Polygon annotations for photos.
################

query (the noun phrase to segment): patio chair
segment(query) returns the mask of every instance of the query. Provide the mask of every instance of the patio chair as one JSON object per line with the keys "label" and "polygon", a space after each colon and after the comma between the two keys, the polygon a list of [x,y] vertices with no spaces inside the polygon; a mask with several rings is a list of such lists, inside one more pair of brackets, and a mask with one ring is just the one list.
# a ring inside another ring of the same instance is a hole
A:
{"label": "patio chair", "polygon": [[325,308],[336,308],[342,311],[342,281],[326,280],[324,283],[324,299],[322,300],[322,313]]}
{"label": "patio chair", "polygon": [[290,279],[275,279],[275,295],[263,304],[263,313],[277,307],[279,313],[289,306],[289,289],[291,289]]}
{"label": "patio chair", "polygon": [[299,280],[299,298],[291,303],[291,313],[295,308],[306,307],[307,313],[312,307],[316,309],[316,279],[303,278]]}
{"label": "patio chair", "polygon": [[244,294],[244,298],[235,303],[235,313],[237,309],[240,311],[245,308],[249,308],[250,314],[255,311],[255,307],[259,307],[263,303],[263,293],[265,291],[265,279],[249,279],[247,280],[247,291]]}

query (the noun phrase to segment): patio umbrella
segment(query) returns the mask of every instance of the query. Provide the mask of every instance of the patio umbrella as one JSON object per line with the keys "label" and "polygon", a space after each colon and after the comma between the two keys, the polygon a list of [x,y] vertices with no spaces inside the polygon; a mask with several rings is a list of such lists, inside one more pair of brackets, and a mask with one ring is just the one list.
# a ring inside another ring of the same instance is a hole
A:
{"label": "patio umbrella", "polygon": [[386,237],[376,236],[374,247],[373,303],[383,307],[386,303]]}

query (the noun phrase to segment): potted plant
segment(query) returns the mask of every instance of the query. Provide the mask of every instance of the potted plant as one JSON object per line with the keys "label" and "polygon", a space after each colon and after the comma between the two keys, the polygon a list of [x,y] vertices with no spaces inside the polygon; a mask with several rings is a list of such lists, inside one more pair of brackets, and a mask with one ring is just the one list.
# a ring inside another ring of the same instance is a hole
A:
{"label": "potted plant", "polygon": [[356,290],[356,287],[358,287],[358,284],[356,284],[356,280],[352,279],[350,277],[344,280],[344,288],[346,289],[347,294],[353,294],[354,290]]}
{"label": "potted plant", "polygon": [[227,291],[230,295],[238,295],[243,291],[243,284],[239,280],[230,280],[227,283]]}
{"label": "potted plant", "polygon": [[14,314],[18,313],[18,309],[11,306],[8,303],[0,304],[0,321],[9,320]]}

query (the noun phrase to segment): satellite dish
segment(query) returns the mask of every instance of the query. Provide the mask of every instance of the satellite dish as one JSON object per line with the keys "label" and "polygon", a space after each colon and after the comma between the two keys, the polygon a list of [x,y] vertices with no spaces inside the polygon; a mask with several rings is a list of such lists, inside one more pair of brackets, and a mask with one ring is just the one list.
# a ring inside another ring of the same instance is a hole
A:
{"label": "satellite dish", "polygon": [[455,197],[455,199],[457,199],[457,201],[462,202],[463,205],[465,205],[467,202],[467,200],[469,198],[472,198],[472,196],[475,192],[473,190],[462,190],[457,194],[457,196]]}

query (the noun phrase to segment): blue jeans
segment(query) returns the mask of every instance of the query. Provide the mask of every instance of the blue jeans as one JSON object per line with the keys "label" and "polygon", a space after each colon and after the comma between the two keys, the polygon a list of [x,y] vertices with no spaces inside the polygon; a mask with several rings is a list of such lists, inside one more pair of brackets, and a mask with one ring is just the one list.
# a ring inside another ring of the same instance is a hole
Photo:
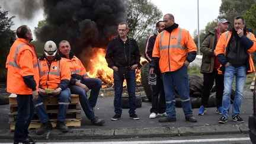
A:
{"label": "blue jeans", "polygon": [[130,114],[135,113],[136,110],[136,75],[135,70],[129,70],[127,75],[125,78],[120,78],[119,72],[114,72],[114,87],[115,95],[114,98],[114,112],[116,114],[121,115],[121,94],[123,93],[123,84],[124,78],[126,79],[127,91],[129,94]]}
{"label": "blue jeans", "polygon": [[87,98],[87,95],[85,91],[76,85],[70,85],[69,88],[71,93],[79,95],[79,101],[85,115],[89,120],[92,120],[95,116],[91,106],[89,100]]}
{"label": "blue jeans", "polygon": [[24,142],[28,136],[28,129],[34,115],[33,96],[17,95],[18,114],[14,130],[14,142]]}
{"label": "blue jeans", "polygon": [[193,116],[187,69],[187,66],[183,65],[176,71],[165,72],[162,74],[167,106],[166,113],[168,117],[176,117],[174,95],[175,88],[181,100],[185,116]]}
{"label": "blue jeans", "polygon": [[[57,116],[57,121],[64,121],[65,120],[66,111],[71,101],[71,93],[68,88],[62,91],[58,95],[53,95],[53,97],[57,98],[59,104],[59,110]],[[49,121],[48,114],[43,105],[44,99],[47,98],[48,96],[49,95],[39,95],[35,105],[36,111],[41,123],[44,123]]]}
{"label": "blue jeans", "polygon": [[89,102],[92,107],[95,107],[101,88],[101,80],[99,78],[83,78],[81,82],[91,89],[90,97],[88,98]]}
{"label": "blue jeans", "polygon": [[231,105],[231,94],[233,82],[236,76],[236,89],[233,103],[232,118],[240,113],[240,106],[243,98],[244,84],[246,80],[247,68],[245,66],[235,68],[231,65],[226,67],[224,73],[224,91],[222,98],[223,111],[222,116],[228,118]]}

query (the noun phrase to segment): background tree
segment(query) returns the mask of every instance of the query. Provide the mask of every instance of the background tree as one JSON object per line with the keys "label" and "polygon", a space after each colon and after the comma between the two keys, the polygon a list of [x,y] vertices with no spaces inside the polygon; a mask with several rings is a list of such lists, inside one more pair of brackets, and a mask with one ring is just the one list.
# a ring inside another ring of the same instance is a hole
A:
{"label": "background tree", "polygon": [[2,11],[0,7],[0,81],[6,81],[7,71],[5,62],[11,44],[16,37],[11,27],[14,24],[12,19],[15,17],[8,17],[8,11]]}
{"label": "background tree", "polygon": [[162,12],[147,0],[129,0],[127,12],[129,36],[137,40],[140,53],[143,53],[148,37],[162,18]]}
{"label": "background tree", "polygon": [[229,27],[232,28],[234,18],[238,15],[244,15],[255,2],[256,0],[222,0],[218,18],[226,18],[231,22]]}

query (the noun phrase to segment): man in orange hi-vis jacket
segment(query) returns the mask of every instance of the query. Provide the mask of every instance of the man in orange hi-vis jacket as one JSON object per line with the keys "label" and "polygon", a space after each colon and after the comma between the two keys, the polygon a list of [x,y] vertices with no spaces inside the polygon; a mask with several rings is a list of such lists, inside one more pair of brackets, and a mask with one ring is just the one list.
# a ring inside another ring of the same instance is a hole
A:
{"label": "man in orange hi-vis jacket", "polygon": [[34,104],[38,97],[39,71],[37,56],[30,28],[25,25],[16,31],[18,39],[7,57],[7,92],[17,95],[18,114],[14,130],[14,143],[35,142],[28,136],[28,128],[34,115]]}
{"label": "man in orange hi-vis jacket", "polygon": [[162,73],[167,116],[158,121],[176,121],[174,95],[176,88],[182,101],[185,119],[197,122],[193,116],[187,75],[187,66],[196,58],[197,47],[189,32],[178,27],[172,14],[165,15],[164,23],[165,30],[156,37],[149,70],[149,73],[152,73],[159,63]]}
{"label": "man in orange hi-vis jacket", "polygon": [[235,76],[236,89],[233,102],[232,120],[244,123],[239,114],[246,75],[255,72],[251,53],[256,50],[256,39],[249,31],[245,27],[245,19],[241,16],[236,17],[234,27],[220,36],[215,49],[215,55],[221,64],[219,70],[224,74],[223,110],[219,123],[228,121]]}

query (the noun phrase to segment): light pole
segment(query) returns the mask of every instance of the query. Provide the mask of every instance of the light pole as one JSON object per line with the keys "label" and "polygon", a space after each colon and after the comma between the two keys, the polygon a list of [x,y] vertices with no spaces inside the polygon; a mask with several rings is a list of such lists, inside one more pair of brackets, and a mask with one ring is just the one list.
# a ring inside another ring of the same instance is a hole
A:
{"label": "light pole", "polygon": [[199,55],[200,55],[200,30],[199,30],[199,0],[197,0],[197,37],[198,37],[198,42],[197,42],[197,48],[199,50]]}

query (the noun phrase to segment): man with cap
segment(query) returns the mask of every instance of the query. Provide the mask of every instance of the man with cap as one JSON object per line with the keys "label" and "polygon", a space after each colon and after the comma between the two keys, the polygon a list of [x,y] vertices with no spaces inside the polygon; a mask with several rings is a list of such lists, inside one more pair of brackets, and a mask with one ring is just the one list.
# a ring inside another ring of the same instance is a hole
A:
{"label": "man with cap", "polygon": [[[44,44],[43,55],[39,58],[39,96],[35,105],[36,111],[41,123],[41,127],[36,130],[36,134],[39,135],[52,129],[52,125],[43,105],[44,100],[49,95],[56,97],[59,105],[56,129],[63,133],[69,130],[64,121],[71,101],[71,94],[68,87],[71,73],[69,67],[66,65],[66,61],[56,55],[56,44],[53,41],[47,41]],[[46,91],[46,88],[52,89],[53,92]]]}
{"label": "man with cap", "polygon": [[233,28],[223,33],[215,49],[215,55],[220,63],[219,72],[224,75],[222,98],[223,112],[219,123],[228,121],[231,106],[231,94],[235,77],[235,95],[232,105],[232,121],[244,123],[240,117],[247,74],[254,72],[251,53],[256,50],[256,39],[252,30],[247,29],[242,16],[234,18]]}
{"label": "man with cap", "polygon": [[208,31],[200,46],[200,52],[203,53],[200,72],[203,74],[203,85],[201,93],[201,105],[197,114],[203,116],[206,112],[206,107],[208,107],[208,100],[210,91],[215,80],[216,113],[222,113],[222,95],[224,89],[223,75],[219,74],[217,69],[220,63],[215,56],[215,47],[220,35],[228,30],[230,22],[222,18],[218,21],[218,25],[213,30]]}

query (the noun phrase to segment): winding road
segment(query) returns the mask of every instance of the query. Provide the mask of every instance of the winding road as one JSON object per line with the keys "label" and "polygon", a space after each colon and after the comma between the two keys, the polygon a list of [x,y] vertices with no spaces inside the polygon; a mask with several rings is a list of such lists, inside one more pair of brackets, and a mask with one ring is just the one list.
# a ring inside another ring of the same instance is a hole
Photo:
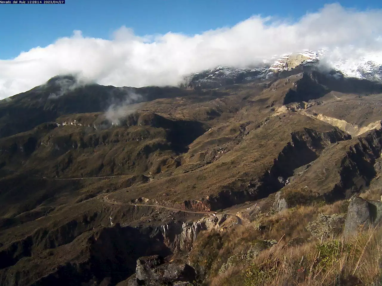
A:
{"label": "winding road", "polygon": [[[114,200],[110,200],[108,197],[108,196],[110,194],[106,195],[104,197],[104,201],[108,204],[117,204],[120,206],[123,205],[128,205],[128,206],[137,206],[140,207],[158,207],[159,208],[165,209],[166,209],[169,210],[174,210],[177,212],[187,212],[192,214],[207,214],[210,215],[213,215],[214,214],[215,214],[215,212],[197,212],[194,210],[187,210],[185,209],[176,209],[174,207],[165,207],[163,206],[160,206],[160,205],[155,205],[155,204],[130,204],[128,202],[118,202]],[[233,214],[229,214],[227,212],[220,212],[219,214],[225,214],[227,215],[231,216],[232,217],[235,217],[236,219],[236,220],[237,221],[238,224],[241,225],[243,224],[243,222],[241,221],[241,219],[240,219],[239,217],[236,215]]]}
{"label": "winding road", "polygon": [[[118,177],[125,177],[127,176],[127,175],[116,175],[114,176],[104,176],[103,177],[80,177],[80,178],[47,178],[46,177],[43,177],[42,178],[45,179],[46,180],[85,180],[85,179],[107,179],[110,178],[116,178]],[[129,206],[139,206],[141,207],[157,207],[159,208],[165,209],[166,209],[169,210],[173,210],[177,212],[187,212],[189,213],[192,214],[206,214],[213,215],[215,213],[213,212],[198,212],[194,210],[187,210],[185,209],[176,209],[173,207],[165,207],[163,206],[160,206],[160,205],[152,205],[152,204],[131,204],[128,202],[118,202],[114,200],[111,200],[108,198],[108,196],[110,194],[108,194],[103,198],[103,200],[105,202],[108,204],[115,204],[118,205],[120,206],[123,205],[129,205]],[[242,225],[243,222],[241,219],[240,219],[238,216],[236,215],[234,215],[232,214],[229,214],[227,212],[220,212],[218,214],[225,214],[227,215],[230,216],[231,217],[234,217],[236,219],[236,220],[237,221],[238,224]]]}

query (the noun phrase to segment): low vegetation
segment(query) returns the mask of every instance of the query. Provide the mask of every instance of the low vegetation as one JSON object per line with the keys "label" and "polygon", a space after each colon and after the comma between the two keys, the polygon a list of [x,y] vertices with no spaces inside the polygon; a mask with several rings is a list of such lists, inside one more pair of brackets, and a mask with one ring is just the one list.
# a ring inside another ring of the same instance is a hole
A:
{"label": "low vegetation", "polygon": [[[296,207],[225,233],[206,233],[190,261],[208,261],[202,274],[212,286],[382,285],[382,230],[344,238],[346,202]],[[206,244],[214,247],[207,251]]]}

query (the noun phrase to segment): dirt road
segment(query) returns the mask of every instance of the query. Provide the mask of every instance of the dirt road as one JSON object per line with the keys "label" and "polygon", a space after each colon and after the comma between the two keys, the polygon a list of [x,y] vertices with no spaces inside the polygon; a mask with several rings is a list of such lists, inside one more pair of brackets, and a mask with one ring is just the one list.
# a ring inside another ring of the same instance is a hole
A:
{"label": "dirt road", "polygon": [[[166,209],[169,210],[174,210],[177,212],[187,212],[192,214],[207,214],[212,215],[213,215],[215,214],[215,213],[213,212],[197,212],[193,210],[186,210],[182,209],[176,209],[174,207],[165,207],[163,206],[160,206],[160,205],[146,204],[133,204],[128,202],[118,202],[115,201],[115,200],[111,200],[109,199],[108,197],[109,194],[109,194],[106,195],[104,197],[104,201],[108,204],[117,204],[120,206],[128,205],[129,206],[134,206],[140,207],[157,207],[159,208],[165,209]],[[233,214],[228,214],[227,212],[220,212],[218,214],[225,214],[227,215],[235,217],[237,221],[238,224],[243,224],[242,222],[241,221],[241,219],[236,215]]]}

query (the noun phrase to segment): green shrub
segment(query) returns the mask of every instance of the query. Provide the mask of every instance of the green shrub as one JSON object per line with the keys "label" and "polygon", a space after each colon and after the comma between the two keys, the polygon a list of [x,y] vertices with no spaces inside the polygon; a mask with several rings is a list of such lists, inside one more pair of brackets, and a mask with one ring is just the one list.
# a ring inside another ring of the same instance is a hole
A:
{"label": "green shrub", "polygon": [[317,220],[308,223],[306,229],[313,237],[326,239],[340,233],[345,222],[343,215],[334,214],[330,215],[320,214]]}

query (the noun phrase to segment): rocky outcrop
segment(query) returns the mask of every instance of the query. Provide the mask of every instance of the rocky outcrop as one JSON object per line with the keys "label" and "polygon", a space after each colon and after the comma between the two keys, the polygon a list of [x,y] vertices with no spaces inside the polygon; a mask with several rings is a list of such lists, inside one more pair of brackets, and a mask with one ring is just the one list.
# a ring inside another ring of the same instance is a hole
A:
{"label": "rocky outcrop", "polygon": [[382,202],[364,199],[358,196],[350,199],[344,233],[354,234],[360,226],[375,226],[382,219]]}
{"label": "rocky outcrop", "polygon": [[[227,215],[217,214],[196,222],[170,223],[162,226],[165,243],[174,252],[189,251],[199,234],[204,230],[220,229],[229,225]],[[232,222],[233,224],[233,222]]]}
{"label": "rocky outcrop", "polygon": [[162,257],[154,255],[139,258],[135,275],[118,285],[185,286],[190,285],[195,279],[195,270],[188,264],[180,262],[165,263]]}
{"label": "rocky outcrop", "polygon": [[286,210],[288,208],[288,203],[284,198],[280,198],[281,192],[278,191],[275,196],[275,202],[273,204],[273,208],[279,212]]}

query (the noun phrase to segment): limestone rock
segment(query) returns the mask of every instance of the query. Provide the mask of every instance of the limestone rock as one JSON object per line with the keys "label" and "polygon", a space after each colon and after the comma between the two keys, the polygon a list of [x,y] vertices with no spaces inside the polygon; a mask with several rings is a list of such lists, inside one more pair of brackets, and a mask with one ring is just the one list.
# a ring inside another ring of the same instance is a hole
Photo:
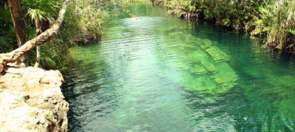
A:
{"label": "limestone rock", "polygon": [[0,132],[67,132],[60,72],[32,67],[5,71],[0,78]]}

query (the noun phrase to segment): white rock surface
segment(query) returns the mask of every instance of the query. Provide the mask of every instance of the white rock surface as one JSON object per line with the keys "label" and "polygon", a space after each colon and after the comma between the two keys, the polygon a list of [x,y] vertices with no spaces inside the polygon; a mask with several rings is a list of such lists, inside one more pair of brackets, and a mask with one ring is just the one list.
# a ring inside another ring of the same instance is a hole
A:
{"label": "white rock surface", "polygon": [[0,132],[67,132],[59,71],[10,67],[1,73]]}

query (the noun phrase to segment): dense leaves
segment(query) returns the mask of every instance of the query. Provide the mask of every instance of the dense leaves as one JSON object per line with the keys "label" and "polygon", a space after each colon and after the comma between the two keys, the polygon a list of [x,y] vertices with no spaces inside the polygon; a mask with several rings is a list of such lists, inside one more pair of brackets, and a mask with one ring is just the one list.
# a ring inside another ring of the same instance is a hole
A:
{"label": "dense leaves", "polygon": [[294,0],[151,1],[185,19],[203,19],[227,28],[266,36],[265,46],[295,53]]}
{"label": "dense leaves", "polygon": [[[70,54],[69,48],[96,39],[101,33],[104,18],[122,11],[127,12],[126,1],[71,0],[59,35],[40,47],[40,66],[66,71],[75,62],[75,57]],[[34,38],[36,32],[44,31],[51,26],[62,2],[61,0],[21,0],[29,39]],[[17,42],[7,1],[1,0],[0,6],[0,52],[5,53],[16,48]],[[40,29],[38,30],[37,28]],[[29,55],[29,65],[33,66],[36,51],[31,51]]]}

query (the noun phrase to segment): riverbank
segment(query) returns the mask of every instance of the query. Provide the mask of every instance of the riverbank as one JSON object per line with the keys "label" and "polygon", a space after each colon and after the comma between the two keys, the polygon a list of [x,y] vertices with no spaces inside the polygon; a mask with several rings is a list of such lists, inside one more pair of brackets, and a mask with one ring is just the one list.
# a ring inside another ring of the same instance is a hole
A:
{"label": "riverbank", "polygon": [[295,1],[151,0],[169,13],[203,20],[264,40],[265,47],[295,55]]}
{"label": "riverbank", "polygon": [[6,69],[0,78],[0,131],[67,132],[69,105],[58,70]]}

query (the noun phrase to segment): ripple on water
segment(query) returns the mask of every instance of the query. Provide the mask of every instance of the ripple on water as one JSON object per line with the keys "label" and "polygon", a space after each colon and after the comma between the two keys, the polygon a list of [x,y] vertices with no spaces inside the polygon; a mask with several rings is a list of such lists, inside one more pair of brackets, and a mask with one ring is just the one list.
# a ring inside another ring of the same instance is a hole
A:
{"label": "ripple on water", "polygon": [[79,66],[63,89],[70,131],[294,131],[290,59],[139,5],[131,10],[141,16],[107,22],[101,41],[73,50]]}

################

Your instructions. Only those lines running from the one containing "query (the noun phrase to segment): ripple" through the last line of the data above are to be copied, exactly, with both ends included.

Written solution.
query (the noun phrase to segment): ripple on water
segment(query) returns the mask of every instance of the query. Provide the mask of every instance of the ripple on water as one JSON object per line with the keys "label" and "polygon", a space after each colon and after the comma between the two keys, the polygon a list of [x,y] vertices with no spaces inside the polygon; a mask with several rings is a list of such lists, inside one more pair of brackets, and a mask with one ring is just the one list.
# a ring inside another ring of the same instance is a hole
A:
{"label": "ripple on water", "polygon": [[79,66],[63,89],[70,131],[294,131],[290,59],[139,5],[131,10],[141,16],[107,22],[101,41],[73,50]]}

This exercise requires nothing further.